PAGE TEXT Start Marker

The fox is famous for its cunning, devious, and underhanded ways in the wild. But, have you ever imagined that the fox could sit at your feet, or even on your lap, as you pet it? It turns out it’s possible. Foxes can experience domestication syndrome, similar to goats, sheep, dogs, ducks, and cats.
What Is Domestication Syndrome?
Domestication syndrome refers to the phenotypic traits common to domesticated plants and animals. The word phenotypic refers to a set of visible and non-visible characteristics. In animals, the attributes are evident in their physical form and biological functions. An animal’s developmental processes and behavior also tell of its domestication capacity.
What’s Darwin Got to Do With It?
Charles Darwin coined the term trying to develop a theory that could explain heredity. Darwin found that domesticated mammals have an unusual and distinctive set of heritable traits that wild animals do not. The attributes are also present in domestic fish and birds. These distinct characteristics he called the domestication syndrome.
Examples of traits that fit this definition are floppy ears, tameness, altered tails, and obedience. Domestic animals also have smaller teeth, smaller brain sizes, smaller body mass, and varying coat colors and patterns than their wild counterparts.
How it Works
Scientific research has found that domestication causes an alteration of the animal’s endocrine system, the system that produces and releases hormones into the blood. Researchers also discovered changes in the domesticated animals’ soft tissues and bones. The reproductive cycle had also changed because the females’ estrus cycle became more frequent, and they could reproduce all year round.
Domestication Syndrome in Foxes
Today, at a research center in Novosibirsk, Siberia, you wouldn’t know that the resident foxes are actually foxes. Their demeanor and physical appearance are so dog-like; it would be difficult to tell them apart from dogs. The foxes-turned-domestic are the outcome of a domestication experiment conducted by Dimtri Belyaev, a Russian geneticist.
Borrowing from Darwin, Belyaev recognized that domesticated species have similar observable characteristics. He also observed that the most critical factor the early man considered before domesticating a species was its amiable interaction with human beings.
Belyaev sought to prove Darwin’s domestication theory by taking an animal from the wild to see he too could domesticate it. He set up the study at the Institute of Fur Breeding and used the silver fox as the study subject. Belyaev chose the silver fox because it met the selection criteria for innate tameness.
Belyaev and his team observed every generation of foxes born and chose the tamest to parent the next generation. The team tested whether, with new generations, the foxes were becoming tamer and whether they produced the traits like those described as the domestication syndrome.

PAGE TEXT End Marker
DATA FOR ANALYSIS Start Marker

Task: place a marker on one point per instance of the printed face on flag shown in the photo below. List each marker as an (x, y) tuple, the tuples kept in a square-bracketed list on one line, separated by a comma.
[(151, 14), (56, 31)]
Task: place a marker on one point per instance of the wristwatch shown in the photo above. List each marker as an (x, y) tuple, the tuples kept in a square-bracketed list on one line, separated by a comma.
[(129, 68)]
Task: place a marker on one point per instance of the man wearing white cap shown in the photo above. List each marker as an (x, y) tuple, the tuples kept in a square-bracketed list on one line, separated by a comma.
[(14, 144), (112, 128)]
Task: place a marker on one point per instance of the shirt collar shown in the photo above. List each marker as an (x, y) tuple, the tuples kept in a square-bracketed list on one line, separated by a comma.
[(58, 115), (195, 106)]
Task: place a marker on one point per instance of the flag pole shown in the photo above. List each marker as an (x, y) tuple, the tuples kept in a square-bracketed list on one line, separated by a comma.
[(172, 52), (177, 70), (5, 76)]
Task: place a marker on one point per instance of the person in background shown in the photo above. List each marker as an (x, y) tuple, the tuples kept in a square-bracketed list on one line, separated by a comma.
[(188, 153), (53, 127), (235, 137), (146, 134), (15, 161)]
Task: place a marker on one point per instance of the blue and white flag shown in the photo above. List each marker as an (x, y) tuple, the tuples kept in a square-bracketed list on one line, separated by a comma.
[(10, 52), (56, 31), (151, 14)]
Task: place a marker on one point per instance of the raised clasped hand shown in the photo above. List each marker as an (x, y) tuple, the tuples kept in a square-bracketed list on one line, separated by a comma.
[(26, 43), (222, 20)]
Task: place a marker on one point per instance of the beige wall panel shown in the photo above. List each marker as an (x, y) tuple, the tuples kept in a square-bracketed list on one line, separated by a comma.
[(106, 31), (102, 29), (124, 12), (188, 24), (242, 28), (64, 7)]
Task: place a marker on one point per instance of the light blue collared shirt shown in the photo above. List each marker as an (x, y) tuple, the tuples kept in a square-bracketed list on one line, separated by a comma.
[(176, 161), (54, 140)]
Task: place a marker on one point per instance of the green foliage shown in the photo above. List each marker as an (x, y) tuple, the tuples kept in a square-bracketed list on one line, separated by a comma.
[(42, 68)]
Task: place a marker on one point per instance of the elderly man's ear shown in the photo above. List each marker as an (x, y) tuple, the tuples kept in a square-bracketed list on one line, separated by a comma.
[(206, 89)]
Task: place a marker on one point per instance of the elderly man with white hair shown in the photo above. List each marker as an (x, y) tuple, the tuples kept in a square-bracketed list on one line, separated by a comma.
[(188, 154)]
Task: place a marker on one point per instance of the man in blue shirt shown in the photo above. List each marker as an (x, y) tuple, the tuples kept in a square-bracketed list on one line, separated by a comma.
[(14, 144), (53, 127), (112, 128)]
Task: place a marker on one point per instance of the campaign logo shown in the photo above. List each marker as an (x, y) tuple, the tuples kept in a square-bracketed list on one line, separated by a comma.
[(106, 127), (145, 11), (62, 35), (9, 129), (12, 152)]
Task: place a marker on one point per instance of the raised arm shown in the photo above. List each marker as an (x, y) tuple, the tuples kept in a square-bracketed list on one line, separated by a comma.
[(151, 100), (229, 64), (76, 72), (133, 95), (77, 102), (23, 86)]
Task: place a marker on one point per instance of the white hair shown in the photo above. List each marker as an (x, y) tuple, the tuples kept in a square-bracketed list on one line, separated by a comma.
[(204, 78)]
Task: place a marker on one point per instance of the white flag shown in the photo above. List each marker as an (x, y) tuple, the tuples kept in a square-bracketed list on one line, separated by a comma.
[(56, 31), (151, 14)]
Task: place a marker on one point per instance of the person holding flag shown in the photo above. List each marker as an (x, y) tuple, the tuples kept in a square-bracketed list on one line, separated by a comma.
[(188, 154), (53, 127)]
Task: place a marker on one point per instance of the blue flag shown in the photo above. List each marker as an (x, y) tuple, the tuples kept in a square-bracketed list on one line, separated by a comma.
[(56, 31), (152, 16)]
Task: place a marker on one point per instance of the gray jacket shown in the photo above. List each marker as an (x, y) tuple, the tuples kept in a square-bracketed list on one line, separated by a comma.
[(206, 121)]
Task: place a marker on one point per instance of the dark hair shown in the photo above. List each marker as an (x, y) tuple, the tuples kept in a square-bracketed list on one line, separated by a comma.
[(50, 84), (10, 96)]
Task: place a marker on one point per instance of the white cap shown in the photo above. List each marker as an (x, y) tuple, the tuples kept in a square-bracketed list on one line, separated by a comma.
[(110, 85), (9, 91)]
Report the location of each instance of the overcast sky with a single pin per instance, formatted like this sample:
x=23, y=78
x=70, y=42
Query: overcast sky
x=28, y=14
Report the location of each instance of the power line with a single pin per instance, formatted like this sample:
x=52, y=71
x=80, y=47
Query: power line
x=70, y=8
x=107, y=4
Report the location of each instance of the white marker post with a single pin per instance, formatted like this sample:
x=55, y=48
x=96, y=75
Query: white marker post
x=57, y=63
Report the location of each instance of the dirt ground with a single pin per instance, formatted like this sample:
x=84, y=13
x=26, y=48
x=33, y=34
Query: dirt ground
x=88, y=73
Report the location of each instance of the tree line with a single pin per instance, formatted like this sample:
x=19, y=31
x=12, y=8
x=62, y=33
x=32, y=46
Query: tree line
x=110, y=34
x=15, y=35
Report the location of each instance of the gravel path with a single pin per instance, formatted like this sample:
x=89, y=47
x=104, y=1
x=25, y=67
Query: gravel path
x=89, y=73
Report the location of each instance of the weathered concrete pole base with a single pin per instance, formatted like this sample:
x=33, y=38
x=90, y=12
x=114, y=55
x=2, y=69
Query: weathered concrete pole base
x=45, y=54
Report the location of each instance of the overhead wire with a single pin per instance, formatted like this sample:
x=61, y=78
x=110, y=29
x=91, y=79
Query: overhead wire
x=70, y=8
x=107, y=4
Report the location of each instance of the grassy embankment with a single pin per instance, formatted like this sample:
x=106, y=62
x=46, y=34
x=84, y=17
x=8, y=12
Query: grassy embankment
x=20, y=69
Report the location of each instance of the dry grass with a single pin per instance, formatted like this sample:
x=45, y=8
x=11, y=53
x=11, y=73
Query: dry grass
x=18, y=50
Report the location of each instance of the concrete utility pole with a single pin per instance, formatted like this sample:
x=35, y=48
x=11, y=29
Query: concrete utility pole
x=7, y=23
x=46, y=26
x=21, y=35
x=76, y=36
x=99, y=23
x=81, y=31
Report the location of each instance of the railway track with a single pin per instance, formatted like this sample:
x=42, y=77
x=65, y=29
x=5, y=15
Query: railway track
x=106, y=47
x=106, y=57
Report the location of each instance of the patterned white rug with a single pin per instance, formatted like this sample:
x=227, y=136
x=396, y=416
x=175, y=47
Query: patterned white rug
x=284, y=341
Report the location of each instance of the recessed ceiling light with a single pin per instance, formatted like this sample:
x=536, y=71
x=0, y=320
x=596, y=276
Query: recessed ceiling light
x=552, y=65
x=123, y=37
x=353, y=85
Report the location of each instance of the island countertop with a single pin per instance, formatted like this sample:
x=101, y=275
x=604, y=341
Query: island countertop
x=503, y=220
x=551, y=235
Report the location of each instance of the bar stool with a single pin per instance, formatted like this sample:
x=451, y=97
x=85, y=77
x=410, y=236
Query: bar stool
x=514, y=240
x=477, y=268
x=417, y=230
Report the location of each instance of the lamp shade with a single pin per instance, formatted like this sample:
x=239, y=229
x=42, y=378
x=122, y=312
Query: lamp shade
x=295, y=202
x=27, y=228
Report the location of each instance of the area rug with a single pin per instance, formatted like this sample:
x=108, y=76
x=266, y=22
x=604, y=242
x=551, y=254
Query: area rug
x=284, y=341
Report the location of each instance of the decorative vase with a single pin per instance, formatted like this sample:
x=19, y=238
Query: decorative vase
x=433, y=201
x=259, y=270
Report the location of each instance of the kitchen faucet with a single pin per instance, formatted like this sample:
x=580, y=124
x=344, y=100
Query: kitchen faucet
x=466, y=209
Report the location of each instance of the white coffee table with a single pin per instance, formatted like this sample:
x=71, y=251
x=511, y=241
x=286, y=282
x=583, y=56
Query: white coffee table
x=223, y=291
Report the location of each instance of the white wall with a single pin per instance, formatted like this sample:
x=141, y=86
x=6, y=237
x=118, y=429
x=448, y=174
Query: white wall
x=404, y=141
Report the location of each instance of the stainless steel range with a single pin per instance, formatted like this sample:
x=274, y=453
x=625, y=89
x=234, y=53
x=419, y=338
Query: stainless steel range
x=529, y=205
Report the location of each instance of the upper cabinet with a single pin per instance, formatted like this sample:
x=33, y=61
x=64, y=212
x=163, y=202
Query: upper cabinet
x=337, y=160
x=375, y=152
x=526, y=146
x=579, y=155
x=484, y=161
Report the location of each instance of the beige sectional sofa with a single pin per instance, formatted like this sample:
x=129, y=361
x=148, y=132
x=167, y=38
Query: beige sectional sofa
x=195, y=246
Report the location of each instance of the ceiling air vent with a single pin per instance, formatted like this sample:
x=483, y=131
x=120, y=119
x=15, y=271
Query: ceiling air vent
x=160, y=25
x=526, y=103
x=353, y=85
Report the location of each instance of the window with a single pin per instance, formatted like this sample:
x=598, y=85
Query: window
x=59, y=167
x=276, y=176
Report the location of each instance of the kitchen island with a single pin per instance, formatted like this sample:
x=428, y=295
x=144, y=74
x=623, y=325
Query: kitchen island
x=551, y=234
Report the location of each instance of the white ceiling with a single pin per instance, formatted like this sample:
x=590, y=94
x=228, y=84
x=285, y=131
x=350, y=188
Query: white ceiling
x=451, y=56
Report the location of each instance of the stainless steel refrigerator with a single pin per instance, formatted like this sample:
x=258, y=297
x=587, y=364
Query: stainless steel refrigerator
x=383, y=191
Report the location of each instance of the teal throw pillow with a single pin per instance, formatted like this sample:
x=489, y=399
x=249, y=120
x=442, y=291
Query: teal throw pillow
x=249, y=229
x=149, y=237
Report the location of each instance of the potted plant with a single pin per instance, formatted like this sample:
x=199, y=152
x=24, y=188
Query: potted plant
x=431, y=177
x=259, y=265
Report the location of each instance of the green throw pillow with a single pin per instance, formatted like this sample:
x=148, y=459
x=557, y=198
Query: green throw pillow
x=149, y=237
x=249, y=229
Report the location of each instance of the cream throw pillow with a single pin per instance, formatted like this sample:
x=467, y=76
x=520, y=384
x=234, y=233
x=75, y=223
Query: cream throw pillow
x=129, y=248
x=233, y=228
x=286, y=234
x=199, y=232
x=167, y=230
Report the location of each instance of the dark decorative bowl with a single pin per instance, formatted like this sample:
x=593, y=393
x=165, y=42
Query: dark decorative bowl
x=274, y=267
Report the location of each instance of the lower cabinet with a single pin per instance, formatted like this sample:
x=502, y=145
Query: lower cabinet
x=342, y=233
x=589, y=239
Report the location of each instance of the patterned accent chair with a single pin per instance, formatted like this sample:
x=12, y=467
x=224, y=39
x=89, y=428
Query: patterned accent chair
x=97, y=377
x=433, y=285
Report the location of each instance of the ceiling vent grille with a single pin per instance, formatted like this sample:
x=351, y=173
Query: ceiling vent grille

DATA FOR ANALYSIS End Marker

> _TASK LIST_
1. According to the fox domestication text, what animal did Belyaev use as the study subject, and why did he choose it?
2. For each statement, say whether the fox domestication text agrees with it. Answer yes or no, and quote the words from the text that decide it.
(a) The traits Darwin identified are found in domestic fish and birds as well.
(b) Domestic animals have larger brains than their wild counterparts.
(c) Belyaev's team let every fox born parent the next generation.
3. Carry on the fox domestication text, starting after its final sentence.

> _RESPONSES PER TASK_
1. He used the silver fox because it met the selection criteria for innate tameness.

2.
(a) Yes: "The attributes are also present in domestic fish and birds."
(b) No: "Domestic animals also have smaller teeth, smaller brain sizes, smaller body mass"
(c) No: "chose the tamest to parent the next generation"

3.
The Results of the Experiment
The domestication experiment produced exciting results. Researchers grouped the foxes into three groups detailing the changes they observed.
After six years, the foxes were so tame a human being could pick them up and pet them. In only six generations (one generation each year), the wild foxes had transformed into tame foxes. They licked the hands of the team members and squealed when the human left. They wagged their tails to signify excitement or happiness, such as when they saw a human being approaching.
The foxes’ fright response after looking at new objects or strangers was also reduced. The foxes showed a readiness to meet new people, explore new grounds, and learn new tricks. Many years later, the foxes in the program continue to acquire domestication traits. This further supports Darwin’s theory.
The Physical Changes
In only six years, the foxes had changed their physical traits and taken up qualities characteristic of domesticated animals. Their fur patterns changed to become like those of a dog. Their tails curled, and their ears were floppy. The facial features also changed, and they developed rounder, shorter snouts. The foxes had also added weight.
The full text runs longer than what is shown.